> Task instructions
A) Translate this sentence from the cycling thread into Spanish: "9W is the standard route from Manhattan to Nyack."
B) Answer these from the cycling thread:
(i) During what hours did the first poster expect to ride the stretch of 9W?
(ii) What surface does the trail along the Hudson River have, according to the route description?
(iii) What road did the first poster plan to take up to 9W by Bear Mtn?
C) Please rewrite the cycling thread from "9W is the standard" to "plenty of cyclists!", swapping "cyclists" for "riders".

> Text block
☆ ☆ ☆ ☆ ☆

# 9W From Bear Mtn to Nyack



## geomoney (Oct 9, 2005)

Can anyone tell me if it's advisable to ride on 9W from Bear Mtn Bridge down to the Nyack area? Looking to include that stretch of road on my Sat/Sun morning rides. I would probably run that part 9-10am. Just wondering if the road has somewhat of a shoulder, and the amount of traffic.


----------



## Uprwstsdr (Jul 17, 2002)

9W is the standard route from Manhattan to Nyack. Many cyclists ride it every weekend. I can only assume that the road north of Nyack is good as well.


----------



## treehugger (Jul 10, 2007)

*Good ride*

the stretch from Bear Mtn, Nyack, George Washington Bridge is a great ride on 9W. Shoulder usually provides plenty space. You'll probably see plenty of cyclists!


----------



## ckelly49 (Jul 9, 2006)

it's a good ride, and as the others have mentioned you will see a lot of other cyclists. you can also detour into harriman state park, stop at rockland lake and ride along the hudson river from btw rockland lake and nyack beach state parks. if you are interested and don't know the route, i can map it for you.


----------



## geomoney (Oct 9, 2005)

Ckelly - that would be great if you could map it out for me. I was planning on heading up 7 Lakes Drive up to 9W by Bear Mtn, and then heading south on 9W. If there's some side roads you can suggest that would be appreciated.


----------



## ckelly49 (Jul 9, 2006)

http://www.gmap-pedometer.com/?r=1257471 (this link may put you at the end of the route, if so zoom out a bit and head up to the start)

I started this route at Bear Mountain and headed south on 9W, be sure to make the left where 9W splits from rt303. From there it goes into and around Rockland Lake SP. At the top of the hill in the back of the lake make a left (pass a small firehouse) and head down the hill. This will lead to a packed cinder (think high school track) trail that follows along the banks of the Hudson River and ends in Nyack each SP. Exit the park and follow Broadway into Nyack, maybe stop at the Runcible Spoon (you can't miss it). Through downtown Nyack and at the blinking light make a left (Comelison Ave.) Right onto Piermont Ave. and follow that into Piermont (you can detour out to the end of the pier there). Exit Piermont and make a left onto Rockand Rd., nice climb past Tallman Mtn. SP and ending at 9W.

I'm not sure of your ultimate destination from there. If you make a left on 9W it continues south. Later I will make another route that detours into Harriman SP.


----------



## Mdeth1313 (Nov 1, 2001)

You may want to take note of the side route often used thru stony point. Gets you off 9W in a high traffic area. Coming south I know its a left turn past tompkins cove, but I havent lived nor ridden that route in at least 4 yrs, someone else may be able to offer help-- it takes you down by the river and marina and then back out-- much less stressful by cutting out those few miles of 9W.


----------



## MystA RavE (Aug 16, 2007)

☆ ☆ ☆ ☆ ☆

> Source material
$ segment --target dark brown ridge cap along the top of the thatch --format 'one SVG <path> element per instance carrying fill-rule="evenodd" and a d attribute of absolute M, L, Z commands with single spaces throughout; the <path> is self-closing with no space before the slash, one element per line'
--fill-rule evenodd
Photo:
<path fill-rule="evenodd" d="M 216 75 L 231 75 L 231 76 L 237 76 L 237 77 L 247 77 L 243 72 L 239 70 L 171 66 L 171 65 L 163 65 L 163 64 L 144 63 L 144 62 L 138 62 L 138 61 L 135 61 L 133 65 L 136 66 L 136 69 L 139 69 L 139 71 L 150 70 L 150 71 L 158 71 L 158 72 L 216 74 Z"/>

☆ ☆ ☆ ☆ ☆

> Exercise answers
A) La 9W es la ruta estándar de Manhattan a Nyack.

B)
(i) 9-10am
(ii) Packed cinder
(iii) 7 Lakes Drive

C)
9W is the standard route from Manhattan to Nyack. Many riders ride it every weekend. I can only assume that the road north of Nyack is good as well.


----------



## treehugger (Jul 10, 2007)

*Good ride*

the stretch from Bear Mtn, Nyack, George Washington Bridge is a great ride on 9W. Shoulder usually provides plenty space. You'll probably see plenty of riders!